> **Written problem**:
Please show every line of the rows below that contains the word "dark", copying each one unchanged.

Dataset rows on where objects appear
· · · · · · ·

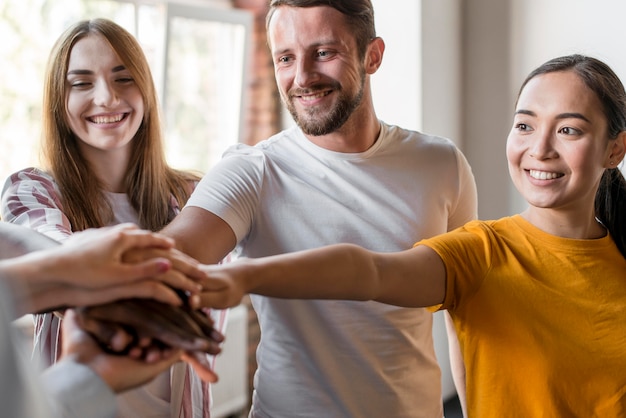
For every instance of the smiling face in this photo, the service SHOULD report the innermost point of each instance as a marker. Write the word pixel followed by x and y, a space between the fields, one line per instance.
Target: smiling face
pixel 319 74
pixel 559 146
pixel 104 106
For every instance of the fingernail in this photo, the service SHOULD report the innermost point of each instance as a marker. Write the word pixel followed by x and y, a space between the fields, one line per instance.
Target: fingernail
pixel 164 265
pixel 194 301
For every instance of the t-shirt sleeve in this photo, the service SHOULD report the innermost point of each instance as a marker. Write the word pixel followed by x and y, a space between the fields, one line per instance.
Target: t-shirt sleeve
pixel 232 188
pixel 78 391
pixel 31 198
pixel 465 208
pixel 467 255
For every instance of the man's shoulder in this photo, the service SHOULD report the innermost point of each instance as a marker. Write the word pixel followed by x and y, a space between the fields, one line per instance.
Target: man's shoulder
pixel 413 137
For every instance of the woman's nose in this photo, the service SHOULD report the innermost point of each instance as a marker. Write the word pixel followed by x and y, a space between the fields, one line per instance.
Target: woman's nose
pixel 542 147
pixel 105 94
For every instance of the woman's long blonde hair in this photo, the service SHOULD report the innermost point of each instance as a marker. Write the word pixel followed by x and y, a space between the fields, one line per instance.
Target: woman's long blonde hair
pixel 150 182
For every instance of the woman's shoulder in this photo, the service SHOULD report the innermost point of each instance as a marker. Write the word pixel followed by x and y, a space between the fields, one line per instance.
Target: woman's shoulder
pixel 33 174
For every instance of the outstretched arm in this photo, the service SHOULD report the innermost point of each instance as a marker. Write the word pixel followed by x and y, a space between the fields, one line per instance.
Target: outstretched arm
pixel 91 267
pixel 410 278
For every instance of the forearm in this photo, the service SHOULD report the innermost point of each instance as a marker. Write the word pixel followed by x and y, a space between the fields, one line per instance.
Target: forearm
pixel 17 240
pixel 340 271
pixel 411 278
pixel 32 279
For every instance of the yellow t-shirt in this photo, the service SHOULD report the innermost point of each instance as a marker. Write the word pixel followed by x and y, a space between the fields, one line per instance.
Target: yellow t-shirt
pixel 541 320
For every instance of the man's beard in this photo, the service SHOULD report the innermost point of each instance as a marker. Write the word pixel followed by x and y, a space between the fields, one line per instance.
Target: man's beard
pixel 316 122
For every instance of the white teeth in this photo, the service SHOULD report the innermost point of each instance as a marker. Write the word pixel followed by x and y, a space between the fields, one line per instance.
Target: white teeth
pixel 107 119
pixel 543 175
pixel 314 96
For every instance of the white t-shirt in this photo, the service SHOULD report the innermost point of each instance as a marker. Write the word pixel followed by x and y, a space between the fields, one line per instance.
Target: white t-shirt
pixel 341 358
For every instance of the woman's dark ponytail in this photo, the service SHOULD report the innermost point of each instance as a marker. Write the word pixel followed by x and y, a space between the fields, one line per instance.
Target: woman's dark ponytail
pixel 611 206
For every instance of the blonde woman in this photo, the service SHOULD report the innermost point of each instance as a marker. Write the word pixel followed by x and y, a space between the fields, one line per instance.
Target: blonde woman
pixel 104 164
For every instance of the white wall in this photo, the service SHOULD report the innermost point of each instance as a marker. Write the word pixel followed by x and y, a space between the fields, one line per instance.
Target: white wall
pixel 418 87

· · · · · · ·

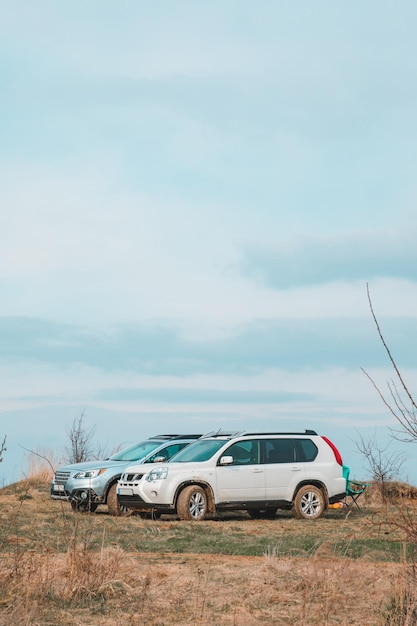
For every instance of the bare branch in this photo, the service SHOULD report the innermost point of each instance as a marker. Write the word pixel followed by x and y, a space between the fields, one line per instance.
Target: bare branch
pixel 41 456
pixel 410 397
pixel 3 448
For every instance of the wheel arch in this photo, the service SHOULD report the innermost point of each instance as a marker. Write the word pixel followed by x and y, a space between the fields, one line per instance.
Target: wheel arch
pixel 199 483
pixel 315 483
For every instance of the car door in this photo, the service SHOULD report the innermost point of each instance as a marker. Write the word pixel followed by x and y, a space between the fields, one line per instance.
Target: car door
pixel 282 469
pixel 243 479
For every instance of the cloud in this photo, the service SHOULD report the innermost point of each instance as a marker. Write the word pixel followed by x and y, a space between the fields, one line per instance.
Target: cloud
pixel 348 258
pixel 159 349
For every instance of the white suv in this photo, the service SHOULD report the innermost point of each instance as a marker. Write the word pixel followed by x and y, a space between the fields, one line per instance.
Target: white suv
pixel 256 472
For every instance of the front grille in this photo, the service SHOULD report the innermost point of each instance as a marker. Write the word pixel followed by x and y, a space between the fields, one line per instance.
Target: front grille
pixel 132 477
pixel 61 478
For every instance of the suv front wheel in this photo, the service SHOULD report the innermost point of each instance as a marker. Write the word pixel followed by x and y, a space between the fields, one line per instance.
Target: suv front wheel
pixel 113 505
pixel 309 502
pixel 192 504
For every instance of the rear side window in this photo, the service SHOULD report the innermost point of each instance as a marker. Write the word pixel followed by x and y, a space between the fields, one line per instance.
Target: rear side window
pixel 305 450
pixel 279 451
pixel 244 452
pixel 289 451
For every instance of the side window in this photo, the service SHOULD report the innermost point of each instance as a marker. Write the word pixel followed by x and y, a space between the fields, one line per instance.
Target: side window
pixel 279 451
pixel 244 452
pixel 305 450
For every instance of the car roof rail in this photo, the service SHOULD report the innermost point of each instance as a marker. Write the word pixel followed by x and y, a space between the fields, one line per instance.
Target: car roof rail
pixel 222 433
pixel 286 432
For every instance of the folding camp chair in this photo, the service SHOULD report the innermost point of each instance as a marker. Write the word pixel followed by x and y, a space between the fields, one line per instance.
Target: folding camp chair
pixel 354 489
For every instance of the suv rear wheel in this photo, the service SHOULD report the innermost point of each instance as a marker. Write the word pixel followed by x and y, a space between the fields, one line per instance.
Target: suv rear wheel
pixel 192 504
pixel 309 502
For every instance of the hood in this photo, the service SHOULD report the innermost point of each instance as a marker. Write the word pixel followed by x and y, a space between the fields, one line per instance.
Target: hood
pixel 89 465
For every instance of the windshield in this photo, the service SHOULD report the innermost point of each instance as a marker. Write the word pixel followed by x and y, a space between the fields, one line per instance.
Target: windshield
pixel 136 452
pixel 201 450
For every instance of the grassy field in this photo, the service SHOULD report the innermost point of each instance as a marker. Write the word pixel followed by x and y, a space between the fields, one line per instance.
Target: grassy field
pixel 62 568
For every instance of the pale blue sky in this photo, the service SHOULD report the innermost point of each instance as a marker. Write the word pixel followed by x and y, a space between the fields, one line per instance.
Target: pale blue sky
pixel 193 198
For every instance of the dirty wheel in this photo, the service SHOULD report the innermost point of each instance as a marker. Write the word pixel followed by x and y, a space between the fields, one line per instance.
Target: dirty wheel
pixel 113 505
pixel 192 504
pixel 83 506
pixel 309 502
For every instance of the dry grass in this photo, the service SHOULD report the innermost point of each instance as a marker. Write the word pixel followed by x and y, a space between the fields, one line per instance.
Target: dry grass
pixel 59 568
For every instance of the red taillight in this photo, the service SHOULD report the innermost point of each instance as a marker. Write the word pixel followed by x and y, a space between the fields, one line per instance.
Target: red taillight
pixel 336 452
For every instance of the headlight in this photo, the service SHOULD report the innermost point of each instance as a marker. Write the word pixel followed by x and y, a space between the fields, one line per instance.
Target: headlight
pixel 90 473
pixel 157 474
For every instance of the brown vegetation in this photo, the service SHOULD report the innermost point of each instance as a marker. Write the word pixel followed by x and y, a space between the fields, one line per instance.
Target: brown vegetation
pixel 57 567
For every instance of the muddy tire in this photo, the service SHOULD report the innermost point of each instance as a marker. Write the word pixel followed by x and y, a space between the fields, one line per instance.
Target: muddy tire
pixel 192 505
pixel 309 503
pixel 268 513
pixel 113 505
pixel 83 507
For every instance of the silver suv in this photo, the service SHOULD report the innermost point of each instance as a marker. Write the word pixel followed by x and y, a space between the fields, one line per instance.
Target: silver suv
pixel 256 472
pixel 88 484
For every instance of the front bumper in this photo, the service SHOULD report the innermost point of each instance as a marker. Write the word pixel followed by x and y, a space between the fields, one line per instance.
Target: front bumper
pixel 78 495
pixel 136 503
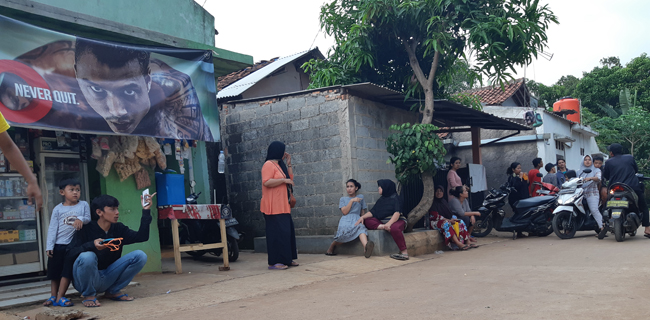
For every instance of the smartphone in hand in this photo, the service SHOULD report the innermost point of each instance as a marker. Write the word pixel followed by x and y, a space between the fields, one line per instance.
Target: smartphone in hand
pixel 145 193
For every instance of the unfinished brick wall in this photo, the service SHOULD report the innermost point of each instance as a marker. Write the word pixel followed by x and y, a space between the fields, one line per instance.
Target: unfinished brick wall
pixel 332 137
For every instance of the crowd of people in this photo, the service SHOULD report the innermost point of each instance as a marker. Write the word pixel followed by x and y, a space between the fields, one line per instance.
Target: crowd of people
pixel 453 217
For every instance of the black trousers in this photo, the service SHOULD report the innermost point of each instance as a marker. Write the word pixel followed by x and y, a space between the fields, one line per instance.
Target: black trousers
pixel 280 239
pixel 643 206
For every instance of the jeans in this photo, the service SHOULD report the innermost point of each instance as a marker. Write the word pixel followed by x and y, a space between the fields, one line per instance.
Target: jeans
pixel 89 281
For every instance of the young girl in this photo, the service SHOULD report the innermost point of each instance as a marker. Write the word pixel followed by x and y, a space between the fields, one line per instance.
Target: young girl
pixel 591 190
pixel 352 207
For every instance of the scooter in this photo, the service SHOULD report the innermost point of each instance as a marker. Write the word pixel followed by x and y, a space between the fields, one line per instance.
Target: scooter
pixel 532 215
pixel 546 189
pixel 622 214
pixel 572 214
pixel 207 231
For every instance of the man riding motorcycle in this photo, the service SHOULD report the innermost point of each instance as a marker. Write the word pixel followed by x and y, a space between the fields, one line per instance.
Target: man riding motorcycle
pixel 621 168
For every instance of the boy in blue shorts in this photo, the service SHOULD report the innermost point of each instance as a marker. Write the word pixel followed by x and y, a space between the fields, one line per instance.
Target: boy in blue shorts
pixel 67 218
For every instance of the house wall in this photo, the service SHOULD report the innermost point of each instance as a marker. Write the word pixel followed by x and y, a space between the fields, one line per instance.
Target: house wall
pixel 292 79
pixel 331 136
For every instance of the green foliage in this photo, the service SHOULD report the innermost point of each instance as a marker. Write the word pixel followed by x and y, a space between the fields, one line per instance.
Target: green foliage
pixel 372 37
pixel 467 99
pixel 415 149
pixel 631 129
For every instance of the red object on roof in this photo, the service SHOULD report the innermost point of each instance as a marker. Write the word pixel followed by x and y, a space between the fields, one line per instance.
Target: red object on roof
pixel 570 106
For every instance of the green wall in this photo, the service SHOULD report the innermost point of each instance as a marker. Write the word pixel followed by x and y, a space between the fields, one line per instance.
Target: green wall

· · · · · · ·

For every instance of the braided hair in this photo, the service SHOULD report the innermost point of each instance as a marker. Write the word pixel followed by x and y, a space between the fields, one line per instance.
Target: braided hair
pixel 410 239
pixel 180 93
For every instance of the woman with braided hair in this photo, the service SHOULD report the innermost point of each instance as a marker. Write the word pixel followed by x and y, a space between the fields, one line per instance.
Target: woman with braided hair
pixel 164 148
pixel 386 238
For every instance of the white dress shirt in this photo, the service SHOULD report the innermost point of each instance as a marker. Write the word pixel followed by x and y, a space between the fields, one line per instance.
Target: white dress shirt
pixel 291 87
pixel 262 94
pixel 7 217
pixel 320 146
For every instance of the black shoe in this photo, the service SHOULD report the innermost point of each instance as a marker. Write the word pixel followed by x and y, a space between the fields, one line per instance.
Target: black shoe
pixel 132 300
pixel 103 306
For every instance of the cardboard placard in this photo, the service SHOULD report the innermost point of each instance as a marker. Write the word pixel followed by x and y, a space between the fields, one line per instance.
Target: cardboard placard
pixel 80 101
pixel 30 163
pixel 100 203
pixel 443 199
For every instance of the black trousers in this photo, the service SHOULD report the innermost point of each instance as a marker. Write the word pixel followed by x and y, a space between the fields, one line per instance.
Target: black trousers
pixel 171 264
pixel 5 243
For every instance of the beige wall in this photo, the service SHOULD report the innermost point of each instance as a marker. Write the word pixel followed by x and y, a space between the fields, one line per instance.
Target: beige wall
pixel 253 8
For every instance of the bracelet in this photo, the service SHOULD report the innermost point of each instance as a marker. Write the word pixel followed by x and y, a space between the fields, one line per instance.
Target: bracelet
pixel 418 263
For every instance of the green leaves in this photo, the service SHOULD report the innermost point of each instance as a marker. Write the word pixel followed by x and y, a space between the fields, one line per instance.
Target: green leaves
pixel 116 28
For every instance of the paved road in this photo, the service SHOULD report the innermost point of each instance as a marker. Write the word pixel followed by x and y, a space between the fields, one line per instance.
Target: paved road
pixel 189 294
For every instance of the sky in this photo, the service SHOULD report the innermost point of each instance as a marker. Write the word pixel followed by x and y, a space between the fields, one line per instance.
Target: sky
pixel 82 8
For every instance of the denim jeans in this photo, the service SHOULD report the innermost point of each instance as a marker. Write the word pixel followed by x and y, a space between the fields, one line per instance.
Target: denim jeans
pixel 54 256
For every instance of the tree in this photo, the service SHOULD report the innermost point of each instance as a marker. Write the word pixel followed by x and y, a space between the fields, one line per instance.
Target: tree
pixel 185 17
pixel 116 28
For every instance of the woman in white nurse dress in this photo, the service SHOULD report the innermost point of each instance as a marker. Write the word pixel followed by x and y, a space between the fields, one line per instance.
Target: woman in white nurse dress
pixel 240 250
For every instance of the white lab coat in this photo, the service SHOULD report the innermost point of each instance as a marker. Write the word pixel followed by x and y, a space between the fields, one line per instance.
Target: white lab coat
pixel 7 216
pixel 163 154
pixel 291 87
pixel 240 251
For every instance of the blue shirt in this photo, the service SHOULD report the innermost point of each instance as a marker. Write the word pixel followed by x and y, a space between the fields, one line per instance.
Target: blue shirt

· · · · · · ·

> **Solved exercise**:
For every instance of the woman's dark ponytail in this photo, the service SHOULD report the innermost point of each instance as a marker. Write the word pixel followed by x and y, a space between the fields, one line per instance.
Target: woman's dark ponytail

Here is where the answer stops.